**WRITTEN REQUEST**: Copy the material below word for word, keeping every line and its order unchanged.
━━━ MATERIALS PROVIDED
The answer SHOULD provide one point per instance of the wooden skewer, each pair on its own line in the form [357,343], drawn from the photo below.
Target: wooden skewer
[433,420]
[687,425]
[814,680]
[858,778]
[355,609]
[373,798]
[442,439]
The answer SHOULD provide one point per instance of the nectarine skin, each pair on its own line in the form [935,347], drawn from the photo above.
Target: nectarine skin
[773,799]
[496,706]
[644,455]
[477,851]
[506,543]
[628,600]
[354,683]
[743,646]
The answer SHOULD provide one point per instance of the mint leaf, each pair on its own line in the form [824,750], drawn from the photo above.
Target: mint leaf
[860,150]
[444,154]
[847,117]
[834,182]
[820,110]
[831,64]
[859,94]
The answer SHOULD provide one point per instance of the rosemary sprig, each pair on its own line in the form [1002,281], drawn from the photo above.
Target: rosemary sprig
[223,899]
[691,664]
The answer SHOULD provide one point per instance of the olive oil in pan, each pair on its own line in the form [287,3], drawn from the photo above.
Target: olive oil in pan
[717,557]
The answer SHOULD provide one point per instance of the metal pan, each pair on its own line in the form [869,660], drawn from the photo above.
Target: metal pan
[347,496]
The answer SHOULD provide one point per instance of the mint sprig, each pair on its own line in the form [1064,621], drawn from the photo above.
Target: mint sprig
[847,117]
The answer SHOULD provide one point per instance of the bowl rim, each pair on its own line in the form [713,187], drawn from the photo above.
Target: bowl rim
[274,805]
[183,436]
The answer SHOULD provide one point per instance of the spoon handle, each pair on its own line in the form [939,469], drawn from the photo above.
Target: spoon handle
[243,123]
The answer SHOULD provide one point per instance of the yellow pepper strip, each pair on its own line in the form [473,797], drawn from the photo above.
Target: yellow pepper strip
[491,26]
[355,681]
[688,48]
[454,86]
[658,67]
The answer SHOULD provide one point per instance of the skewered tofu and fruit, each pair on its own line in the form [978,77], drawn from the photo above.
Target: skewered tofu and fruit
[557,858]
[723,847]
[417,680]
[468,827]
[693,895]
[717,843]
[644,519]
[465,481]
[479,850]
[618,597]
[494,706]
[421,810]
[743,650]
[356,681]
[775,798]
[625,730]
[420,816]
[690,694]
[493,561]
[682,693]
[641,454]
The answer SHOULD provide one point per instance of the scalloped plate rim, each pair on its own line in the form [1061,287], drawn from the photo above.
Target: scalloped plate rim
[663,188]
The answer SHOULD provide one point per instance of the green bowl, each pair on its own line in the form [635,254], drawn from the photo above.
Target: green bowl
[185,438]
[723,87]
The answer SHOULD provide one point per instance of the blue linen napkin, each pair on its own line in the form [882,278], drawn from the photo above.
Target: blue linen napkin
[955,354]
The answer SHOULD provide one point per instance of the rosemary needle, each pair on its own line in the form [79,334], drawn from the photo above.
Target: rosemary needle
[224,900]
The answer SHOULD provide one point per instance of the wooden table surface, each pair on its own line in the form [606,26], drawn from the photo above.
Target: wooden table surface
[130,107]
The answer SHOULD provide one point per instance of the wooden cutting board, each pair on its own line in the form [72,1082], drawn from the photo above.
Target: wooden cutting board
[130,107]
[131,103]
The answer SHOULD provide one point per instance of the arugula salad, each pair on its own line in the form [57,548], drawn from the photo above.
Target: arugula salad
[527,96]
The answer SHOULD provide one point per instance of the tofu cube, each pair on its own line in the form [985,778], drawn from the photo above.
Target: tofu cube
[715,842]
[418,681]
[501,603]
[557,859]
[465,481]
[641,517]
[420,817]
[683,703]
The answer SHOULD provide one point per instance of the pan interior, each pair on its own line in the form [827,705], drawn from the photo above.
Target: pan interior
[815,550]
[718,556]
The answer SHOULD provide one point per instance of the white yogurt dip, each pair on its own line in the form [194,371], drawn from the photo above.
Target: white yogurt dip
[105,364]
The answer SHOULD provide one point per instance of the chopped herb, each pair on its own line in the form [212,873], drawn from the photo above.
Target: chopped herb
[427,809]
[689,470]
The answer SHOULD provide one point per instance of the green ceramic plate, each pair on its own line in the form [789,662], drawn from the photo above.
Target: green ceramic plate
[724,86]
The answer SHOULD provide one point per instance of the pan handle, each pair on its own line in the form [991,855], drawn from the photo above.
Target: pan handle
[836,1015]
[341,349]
━━━━━━
**FINAL RESULT**:
The answer SHOULD provide one point per instance of the wooden skewer, each pair on its own line in the form [357,343], drawn from the photo below.
Target: wooden skewer
[433,420]
[687,425]
[814,680]
[858,778]
[355,609]
[373,798]
[442,439]
The answer SHOULD provide one point per instance of the nectarine skin, each pair on its own line in the form [935,347], drawn from the photo above.
Target: nectarine skin
[773,799]
[496,706]
[644,455]
[477,851]
[506,543]
[628,600]
[354,683]
[743,646]
The answer SHOULD provide one point per instance of the mint leaf, each pair on its own line in the form [824,750], drawn from the photo above.
Target: mint leaf
[860,150]
[444,154]
[847,117]
[834,182]
[820,110]
[831,64]
[859,94]
The answer SHOULD provide one point per instance of the rosemary sprig, each pair on its own line in the form [1002,281], drawn from the photo above.
Target: rosemary sprig
[223,899]
[691,664]
The answer SHOULD provide one point per instance of the olive oil in pan, each pair on its own line in the form [287,3], drawn from the photo above.
Target: olive oil in pan
[717,557]
The answer SHOULD provide one point per instance of the metal pan, each pair on its own line in the form [869,660], drawn from the photo above.
Target: metal pan
[347,496]
The answer SHOULD provide one point per instance of the mint sprig, each pair on its own line in the form [1064,621], drawn from the photo above.
Target: mint sprig
[847,117]
The answer SHOULD provide one point per instance of the bowl rim, each pair on its own line in the form [713,187], drawn from the photo above.
Target: bowl rim
[274,805]
[183,436]
The answer SHOULD provide one point per instance of the spoon handle, each pair on its own line in the form [939,469], drawn from the photo above.
Target: spoon handle
[243,123]
The answer SHOULD provide one point per instance of the yellow pepper strip, each pair on its own line in the form [473,797], drawn from the photo above.
Target: yellow pepper strip
[491,26]
[355,681]
[688,48]
[454,86]
[658,67]
The answer SHOULD provide one point per instance of the skewered tofu and fruit, each pair on its own line in the form [978,77], drawn from the photo above.
Target: skewered tofu and fruit
[557,858]
[723,847]
[417,680]
[468,827]
[693,895]
[717,843]
[644,519]
[465,481]
[479,850]
[618,597]
[494,706]
[421,810]
[743,650]
[356,681]
[775,798]
[625,730]
[420,816]
[690,694]
[493,561]
[682,693]
[641,454]
The answer SHOULD provide one point per instance of the scalloped plate rim, each pair on its own line in the form [1061,287], drawn from the photo above.
Target: scalloped plate rim
[663,188]
The answer SHOULD provide one point per instance of the green bowl, each pair on its own line in the form [635,254], drawn from the photo above.
Target: green bowl
[185,438]
[723,87]
The answer SHOULD provide one point per instance of the blue linen napkin, each pair on its own line in the form [882,278], drawn from the photo above.
Target: blue linen napkin
[955,354]
The answer SHOULD provide one point per instance of the rosemary needle, each pair on its own line in the form [79,334], drawn from the photo above.
Target: rosemary needle
[224,900]
The answer SHOULD provide one point per instance of the wooden table surface, each pair on its own line in the form [606,26], drawn from the photo above.
Target: wooden table surface
[130,107]
The answer SHOULD provide one point per instance of the wooden cutting board, each pair on its own line in the form [72,1082], drawn from the photo above.
Target: wooden cutting board
[130,107]
[131,103]
The answer SHOULD provide one point per instance of the arugula salad, each pair on its own line in the form [57,548], drawn from the photo above.
Target: arugula salad
[527,96]
The answer SHOULD provide one point per instance of the tofu cube, each pair on its own line in the form [985,778], drawn from the photo above.
Target: tofu cube
[715,842]
[418,681]
[501,603]
[557,859]
[465,481]
[641,517]
[420,817]
[683,703]
The answer SHOULD provide one point per instance of the pan interior, each pair on its own line in the form [827,705], drawn from the photo above.
Target: pan interior
[815,550]
[718,556]
The answer SHOULD provide one point per instance of the white yogurt dip, each pair on its own line in the form [194,371], drawn from the photo above.
Target: white yogurt dip
[105,364]
The answer SHOULD provide one point per instance of the chopped herb, each pair on its own line in the form [212,873], drawn from the photo above.
Target: chopped herb
[427,809]
[689,470]
The answer SHOULD provide one point per instance of the green ceramic plate, each pair on its own line in the form [789,662], drawn from the photo above.
Target: green ceramic plate
[724,86]
The answer SHOULD provide one point per instance of the pan handle, each pair on its own line in the form [991,855], drawn from the photo above.
Target: pan handle
[836,1015]
[341,349]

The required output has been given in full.